What the task asks = Begin at the line that contains "[spot] the halved" and quote each line exactly through the last one. Leave pictures out.

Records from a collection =
________
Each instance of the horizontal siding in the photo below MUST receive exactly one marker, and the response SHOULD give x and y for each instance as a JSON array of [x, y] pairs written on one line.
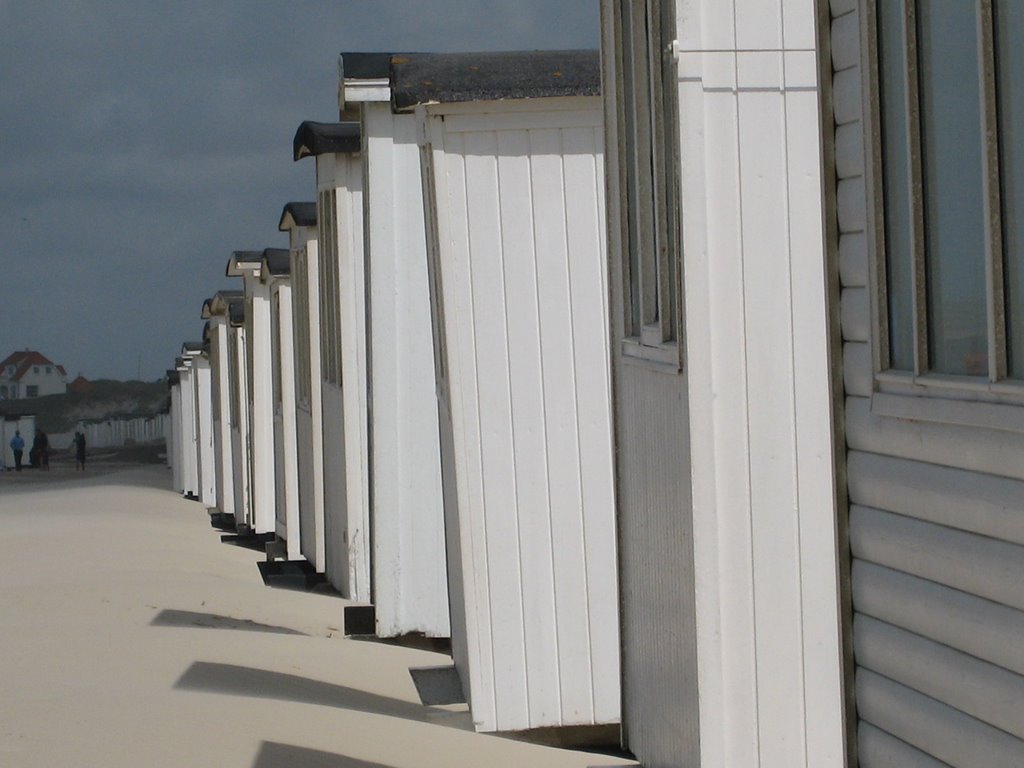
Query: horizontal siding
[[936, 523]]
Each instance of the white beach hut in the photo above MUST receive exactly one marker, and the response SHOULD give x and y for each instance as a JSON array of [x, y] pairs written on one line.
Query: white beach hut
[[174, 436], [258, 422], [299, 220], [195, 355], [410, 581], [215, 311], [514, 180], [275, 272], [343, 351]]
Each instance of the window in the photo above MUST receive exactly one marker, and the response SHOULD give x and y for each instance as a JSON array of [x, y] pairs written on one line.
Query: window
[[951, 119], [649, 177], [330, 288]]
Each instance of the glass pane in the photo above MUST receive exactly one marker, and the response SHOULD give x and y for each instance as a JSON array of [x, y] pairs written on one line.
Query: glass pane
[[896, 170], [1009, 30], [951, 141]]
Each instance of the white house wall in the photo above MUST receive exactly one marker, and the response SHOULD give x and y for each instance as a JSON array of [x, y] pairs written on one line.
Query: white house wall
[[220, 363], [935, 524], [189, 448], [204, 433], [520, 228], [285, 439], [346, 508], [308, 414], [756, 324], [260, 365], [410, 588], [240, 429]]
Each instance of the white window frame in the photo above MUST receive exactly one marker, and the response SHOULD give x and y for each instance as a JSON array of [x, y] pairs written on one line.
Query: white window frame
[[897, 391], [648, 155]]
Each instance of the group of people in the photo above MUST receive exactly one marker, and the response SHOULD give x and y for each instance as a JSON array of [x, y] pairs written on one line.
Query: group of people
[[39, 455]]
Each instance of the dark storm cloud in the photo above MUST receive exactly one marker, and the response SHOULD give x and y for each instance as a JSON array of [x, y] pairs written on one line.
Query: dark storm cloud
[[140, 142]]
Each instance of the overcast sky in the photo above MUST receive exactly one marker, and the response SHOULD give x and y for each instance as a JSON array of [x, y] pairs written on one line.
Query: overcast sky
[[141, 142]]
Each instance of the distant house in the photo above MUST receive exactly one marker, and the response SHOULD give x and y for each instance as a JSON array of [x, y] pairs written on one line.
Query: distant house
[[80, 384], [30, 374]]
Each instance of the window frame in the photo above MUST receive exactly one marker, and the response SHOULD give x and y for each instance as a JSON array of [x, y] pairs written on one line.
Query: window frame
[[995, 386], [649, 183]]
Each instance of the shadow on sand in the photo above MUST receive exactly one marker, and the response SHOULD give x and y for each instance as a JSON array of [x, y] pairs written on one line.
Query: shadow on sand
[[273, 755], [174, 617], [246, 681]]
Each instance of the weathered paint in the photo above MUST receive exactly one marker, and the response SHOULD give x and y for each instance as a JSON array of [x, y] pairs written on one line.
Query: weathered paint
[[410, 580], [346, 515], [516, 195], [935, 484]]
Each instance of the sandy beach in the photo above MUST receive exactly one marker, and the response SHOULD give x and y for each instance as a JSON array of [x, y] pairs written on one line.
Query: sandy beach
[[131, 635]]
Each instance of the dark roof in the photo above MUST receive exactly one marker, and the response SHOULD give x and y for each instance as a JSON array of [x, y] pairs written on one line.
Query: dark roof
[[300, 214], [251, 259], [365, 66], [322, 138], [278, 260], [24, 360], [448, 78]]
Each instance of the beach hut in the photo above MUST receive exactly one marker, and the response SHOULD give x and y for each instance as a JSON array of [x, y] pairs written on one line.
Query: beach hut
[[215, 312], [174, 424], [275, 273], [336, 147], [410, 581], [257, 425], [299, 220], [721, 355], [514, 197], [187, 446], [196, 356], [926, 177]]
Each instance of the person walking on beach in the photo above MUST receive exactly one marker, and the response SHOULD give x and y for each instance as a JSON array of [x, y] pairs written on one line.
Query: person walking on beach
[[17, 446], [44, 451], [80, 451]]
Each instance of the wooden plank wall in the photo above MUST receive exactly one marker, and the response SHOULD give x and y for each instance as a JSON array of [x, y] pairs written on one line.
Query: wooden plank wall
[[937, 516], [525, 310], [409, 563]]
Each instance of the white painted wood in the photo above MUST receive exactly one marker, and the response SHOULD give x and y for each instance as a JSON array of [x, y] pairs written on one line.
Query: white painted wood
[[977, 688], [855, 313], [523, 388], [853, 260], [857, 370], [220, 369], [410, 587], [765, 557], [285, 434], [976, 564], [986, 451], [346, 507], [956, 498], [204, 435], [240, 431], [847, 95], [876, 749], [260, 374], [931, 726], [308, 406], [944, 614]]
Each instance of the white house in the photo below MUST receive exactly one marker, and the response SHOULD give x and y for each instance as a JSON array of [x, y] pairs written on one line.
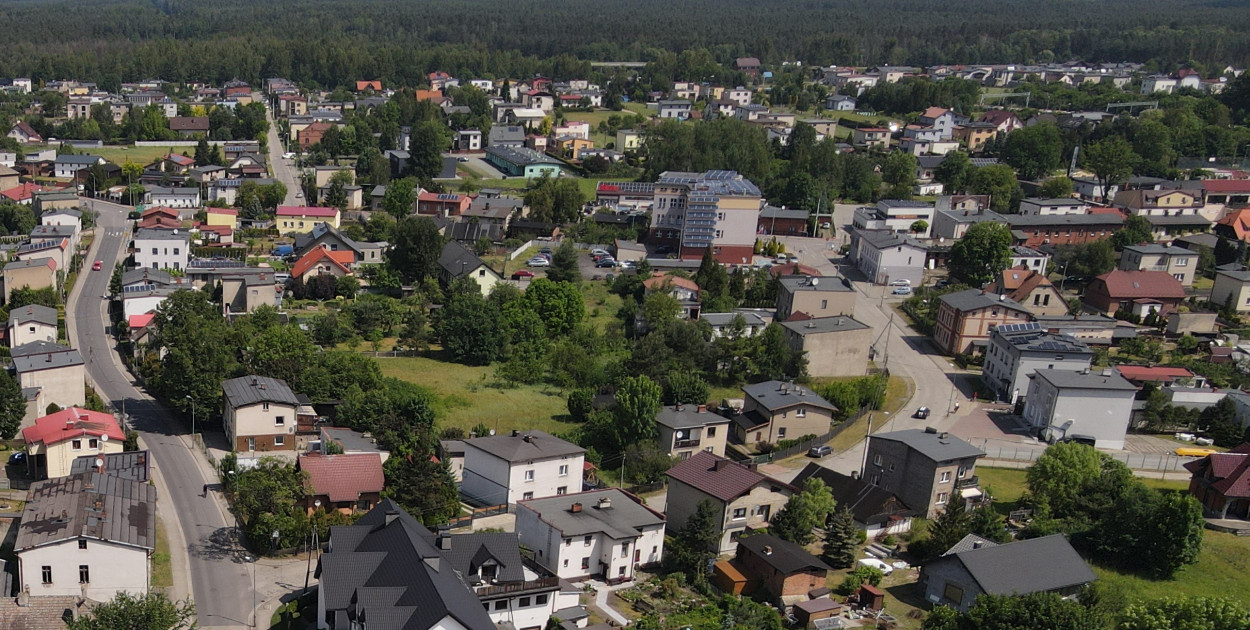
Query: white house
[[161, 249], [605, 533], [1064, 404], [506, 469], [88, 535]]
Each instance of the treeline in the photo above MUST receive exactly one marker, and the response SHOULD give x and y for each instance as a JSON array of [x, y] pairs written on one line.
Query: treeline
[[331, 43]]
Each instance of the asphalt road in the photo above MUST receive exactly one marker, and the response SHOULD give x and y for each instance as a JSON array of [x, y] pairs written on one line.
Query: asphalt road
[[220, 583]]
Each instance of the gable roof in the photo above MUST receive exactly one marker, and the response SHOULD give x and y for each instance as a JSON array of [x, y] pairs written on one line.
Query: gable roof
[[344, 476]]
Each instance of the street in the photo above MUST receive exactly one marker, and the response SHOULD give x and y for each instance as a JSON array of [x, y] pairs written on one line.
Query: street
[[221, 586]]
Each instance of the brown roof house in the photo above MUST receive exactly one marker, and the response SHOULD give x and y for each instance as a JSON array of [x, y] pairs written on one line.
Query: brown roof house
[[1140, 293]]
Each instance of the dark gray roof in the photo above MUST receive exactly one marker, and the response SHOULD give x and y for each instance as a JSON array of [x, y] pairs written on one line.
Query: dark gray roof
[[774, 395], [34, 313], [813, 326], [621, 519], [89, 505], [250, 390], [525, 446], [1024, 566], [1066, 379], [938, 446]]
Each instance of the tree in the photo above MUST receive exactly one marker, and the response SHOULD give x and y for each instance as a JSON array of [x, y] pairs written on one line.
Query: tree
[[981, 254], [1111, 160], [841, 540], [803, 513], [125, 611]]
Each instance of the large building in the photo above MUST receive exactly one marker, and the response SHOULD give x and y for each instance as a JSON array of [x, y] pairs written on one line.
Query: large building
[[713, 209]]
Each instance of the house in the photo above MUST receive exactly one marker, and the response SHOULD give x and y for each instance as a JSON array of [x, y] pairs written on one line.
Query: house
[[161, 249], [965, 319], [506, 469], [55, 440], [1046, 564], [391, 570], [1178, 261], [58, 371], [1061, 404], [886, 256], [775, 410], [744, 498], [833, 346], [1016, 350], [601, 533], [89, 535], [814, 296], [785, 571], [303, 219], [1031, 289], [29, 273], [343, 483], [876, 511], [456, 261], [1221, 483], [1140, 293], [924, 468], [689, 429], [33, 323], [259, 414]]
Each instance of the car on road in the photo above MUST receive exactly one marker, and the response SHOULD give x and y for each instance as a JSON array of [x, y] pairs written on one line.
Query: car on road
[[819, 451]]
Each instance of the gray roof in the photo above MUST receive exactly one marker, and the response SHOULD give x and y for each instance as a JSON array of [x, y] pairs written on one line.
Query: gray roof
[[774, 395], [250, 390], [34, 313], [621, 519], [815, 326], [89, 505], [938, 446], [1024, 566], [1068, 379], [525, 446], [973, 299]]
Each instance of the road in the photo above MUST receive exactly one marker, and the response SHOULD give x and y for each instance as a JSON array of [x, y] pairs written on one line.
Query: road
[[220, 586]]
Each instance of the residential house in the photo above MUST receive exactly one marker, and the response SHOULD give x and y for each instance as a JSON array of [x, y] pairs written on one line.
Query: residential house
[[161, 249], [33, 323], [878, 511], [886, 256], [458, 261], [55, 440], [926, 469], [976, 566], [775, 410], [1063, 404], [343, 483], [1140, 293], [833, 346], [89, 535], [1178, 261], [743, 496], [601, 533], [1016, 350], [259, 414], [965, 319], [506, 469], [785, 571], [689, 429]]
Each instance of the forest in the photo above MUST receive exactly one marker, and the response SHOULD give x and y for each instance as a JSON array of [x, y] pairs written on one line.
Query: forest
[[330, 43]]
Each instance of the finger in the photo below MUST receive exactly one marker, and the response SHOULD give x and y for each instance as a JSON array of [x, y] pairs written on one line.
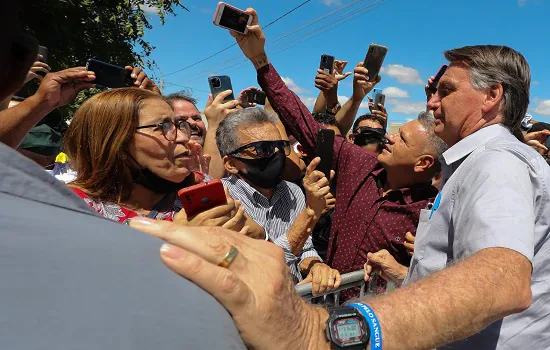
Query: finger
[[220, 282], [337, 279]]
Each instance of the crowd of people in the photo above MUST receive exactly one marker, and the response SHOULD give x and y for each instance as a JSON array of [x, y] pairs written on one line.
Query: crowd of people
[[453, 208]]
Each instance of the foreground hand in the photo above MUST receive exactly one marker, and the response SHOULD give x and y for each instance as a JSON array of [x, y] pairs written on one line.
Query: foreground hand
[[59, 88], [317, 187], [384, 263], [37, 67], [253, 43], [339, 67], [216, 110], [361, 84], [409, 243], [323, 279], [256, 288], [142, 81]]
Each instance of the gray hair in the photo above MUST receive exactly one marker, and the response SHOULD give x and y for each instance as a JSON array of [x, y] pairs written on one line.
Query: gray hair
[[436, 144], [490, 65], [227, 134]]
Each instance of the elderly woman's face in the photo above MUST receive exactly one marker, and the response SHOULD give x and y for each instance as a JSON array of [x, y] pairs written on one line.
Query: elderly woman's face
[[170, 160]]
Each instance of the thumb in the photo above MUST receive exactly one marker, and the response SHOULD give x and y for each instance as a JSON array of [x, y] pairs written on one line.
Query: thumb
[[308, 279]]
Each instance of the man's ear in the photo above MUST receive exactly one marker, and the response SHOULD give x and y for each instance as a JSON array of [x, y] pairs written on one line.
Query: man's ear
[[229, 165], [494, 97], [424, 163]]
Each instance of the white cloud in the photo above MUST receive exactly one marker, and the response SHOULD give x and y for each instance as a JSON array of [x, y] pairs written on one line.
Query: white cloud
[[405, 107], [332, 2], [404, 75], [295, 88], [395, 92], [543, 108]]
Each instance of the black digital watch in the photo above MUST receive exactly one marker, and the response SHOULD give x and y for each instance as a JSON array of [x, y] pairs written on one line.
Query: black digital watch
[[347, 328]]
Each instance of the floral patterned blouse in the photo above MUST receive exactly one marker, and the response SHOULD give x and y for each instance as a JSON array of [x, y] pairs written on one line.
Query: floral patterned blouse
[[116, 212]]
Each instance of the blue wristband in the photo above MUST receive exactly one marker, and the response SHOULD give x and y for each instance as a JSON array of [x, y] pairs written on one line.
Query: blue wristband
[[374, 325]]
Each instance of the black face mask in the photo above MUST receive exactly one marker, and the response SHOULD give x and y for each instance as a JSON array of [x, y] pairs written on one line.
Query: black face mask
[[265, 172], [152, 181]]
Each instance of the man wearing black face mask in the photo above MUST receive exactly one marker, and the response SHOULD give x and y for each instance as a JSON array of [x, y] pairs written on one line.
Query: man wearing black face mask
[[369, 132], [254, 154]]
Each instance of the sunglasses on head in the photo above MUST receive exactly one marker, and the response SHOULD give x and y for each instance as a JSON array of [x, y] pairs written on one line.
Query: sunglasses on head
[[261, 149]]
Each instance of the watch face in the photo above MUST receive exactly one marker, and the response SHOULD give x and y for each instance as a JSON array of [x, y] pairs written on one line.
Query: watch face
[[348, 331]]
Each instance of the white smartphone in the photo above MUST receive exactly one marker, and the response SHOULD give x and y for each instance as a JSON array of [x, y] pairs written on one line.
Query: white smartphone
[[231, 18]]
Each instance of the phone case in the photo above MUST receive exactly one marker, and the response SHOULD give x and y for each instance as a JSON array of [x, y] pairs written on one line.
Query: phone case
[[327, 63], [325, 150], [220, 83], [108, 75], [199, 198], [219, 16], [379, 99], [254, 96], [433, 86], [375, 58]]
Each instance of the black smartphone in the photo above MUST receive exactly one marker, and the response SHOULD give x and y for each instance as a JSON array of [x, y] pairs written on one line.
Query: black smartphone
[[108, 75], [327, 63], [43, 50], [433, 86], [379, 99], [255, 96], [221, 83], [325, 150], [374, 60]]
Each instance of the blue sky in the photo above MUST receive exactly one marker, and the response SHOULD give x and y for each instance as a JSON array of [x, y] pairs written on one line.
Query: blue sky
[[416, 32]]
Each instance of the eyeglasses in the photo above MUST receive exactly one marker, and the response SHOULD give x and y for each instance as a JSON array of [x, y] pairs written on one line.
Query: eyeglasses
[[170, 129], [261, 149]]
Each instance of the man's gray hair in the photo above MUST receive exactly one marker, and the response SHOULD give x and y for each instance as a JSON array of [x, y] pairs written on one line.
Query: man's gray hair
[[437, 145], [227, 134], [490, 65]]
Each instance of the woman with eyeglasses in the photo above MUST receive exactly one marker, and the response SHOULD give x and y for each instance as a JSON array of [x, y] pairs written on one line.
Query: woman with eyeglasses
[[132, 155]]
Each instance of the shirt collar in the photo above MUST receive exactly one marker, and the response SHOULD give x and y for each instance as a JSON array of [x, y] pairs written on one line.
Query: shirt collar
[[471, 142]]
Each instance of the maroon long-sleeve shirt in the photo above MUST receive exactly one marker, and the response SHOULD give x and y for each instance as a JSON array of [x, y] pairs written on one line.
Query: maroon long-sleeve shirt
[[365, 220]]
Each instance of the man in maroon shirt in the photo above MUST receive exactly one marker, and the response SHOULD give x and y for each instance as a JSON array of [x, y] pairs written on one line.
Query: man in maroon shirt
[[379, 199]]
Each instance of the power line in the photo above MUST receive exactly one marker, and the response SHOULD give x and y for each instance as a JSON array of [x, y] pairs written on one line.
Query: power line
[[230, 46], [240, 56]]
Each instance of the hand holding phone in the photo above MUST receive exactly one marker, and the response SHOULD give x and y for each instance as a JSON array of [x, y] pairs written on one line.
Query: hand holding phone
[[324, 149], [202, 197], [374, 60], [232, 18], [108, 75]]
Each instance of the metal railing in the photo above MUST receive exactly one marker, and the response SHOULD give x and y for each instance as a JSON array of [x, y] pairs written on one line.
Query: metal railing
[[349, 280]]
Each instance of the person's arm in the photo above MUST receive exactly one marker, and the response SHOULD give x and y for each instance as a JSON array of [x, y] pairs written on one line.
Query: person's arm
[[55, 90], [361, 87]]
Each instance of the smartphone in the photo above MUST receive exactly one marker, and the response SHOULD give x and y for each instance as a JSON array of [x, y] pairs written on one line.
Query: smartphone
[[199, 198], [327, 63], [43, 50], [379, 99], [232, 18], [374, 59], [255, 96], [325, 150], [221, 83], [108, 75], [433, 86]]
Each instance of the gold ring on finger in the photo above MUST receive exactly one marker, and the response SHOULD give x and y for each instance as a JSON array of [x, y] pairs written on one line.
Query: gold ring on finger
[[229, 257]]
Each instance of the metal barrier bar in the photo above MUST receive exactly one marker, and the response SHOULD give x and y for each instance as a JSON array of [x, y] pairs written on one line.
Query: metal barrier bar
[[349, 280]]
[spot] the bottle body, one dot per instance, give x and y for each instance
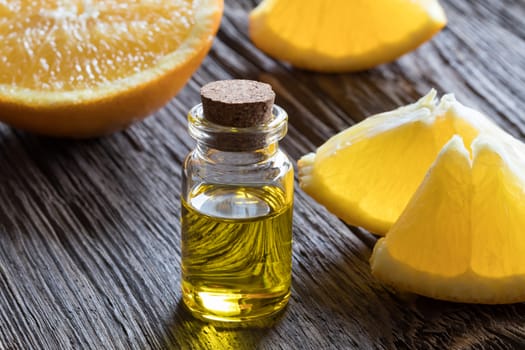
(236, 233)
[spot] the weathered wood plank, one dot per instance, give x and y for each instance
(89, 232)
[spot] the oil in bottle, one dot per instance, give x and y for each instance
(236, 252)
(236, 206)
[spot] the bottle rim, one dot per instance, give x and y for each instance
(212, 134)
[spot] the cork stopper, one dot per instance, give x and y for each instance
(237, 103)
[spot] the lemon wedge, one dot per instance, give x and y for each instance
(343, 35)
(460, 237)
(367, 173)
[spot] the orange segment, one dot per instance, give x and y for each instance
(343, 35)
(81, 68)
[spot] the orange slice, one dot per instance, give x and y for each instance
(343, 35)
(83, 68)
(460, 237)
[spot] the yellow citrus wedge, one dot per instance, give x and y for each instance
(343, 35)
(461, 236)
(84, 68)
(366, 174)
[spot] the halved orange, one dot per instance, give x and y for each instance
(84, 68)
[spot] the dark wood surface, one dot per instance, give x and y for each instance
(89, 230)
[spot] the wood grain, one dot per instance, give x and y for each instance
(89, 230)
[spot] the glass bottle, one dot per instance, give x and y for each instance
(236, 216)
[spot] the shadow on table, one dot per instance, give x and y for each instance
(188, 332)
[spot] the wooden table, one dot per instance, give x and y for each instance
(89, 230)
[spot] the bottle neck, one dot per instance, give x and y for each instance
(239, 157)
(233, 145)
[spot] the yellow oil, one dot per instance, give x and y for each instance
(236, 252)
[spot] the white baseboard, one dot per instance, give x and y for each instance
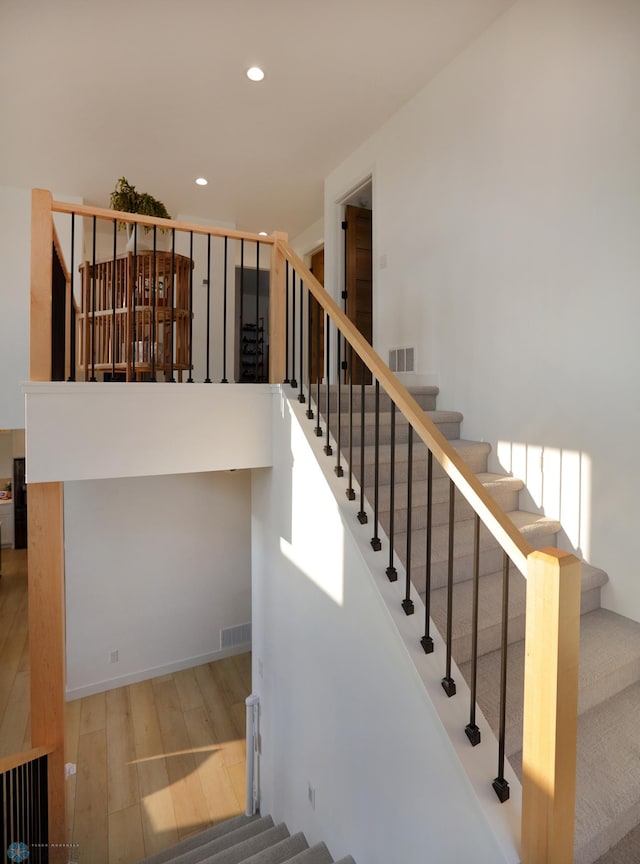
________
Worked answer =
[spot] the halved orange, one dot per instance, give x and y for each instance
(84, 68)
[spot] the dark wood surface, one dot per instance, give x and y for each instance
(89, 230)
[spot] the wood grain, one dot per instance, give x and y for each instance
(89, 230)
[spot] the glass bottle, one dot per instance, give x and y for each instance
(236, 216)
[spot] the shadow on table, one dot per instance, give x and y for each instance
(188, 332)
[spot] the wooden table, one dot per instance, give x and y for each instance
(89, 230)
[spot] the bottle neck, one dot per instance, give x and y for each instance
(239, 157)
(233, 145)
[spot] the yellow oil, one dot per instance, give x and y for each instance
(236, 252)
[spot] the white baseboard, one dot per instance, give x and y for each instance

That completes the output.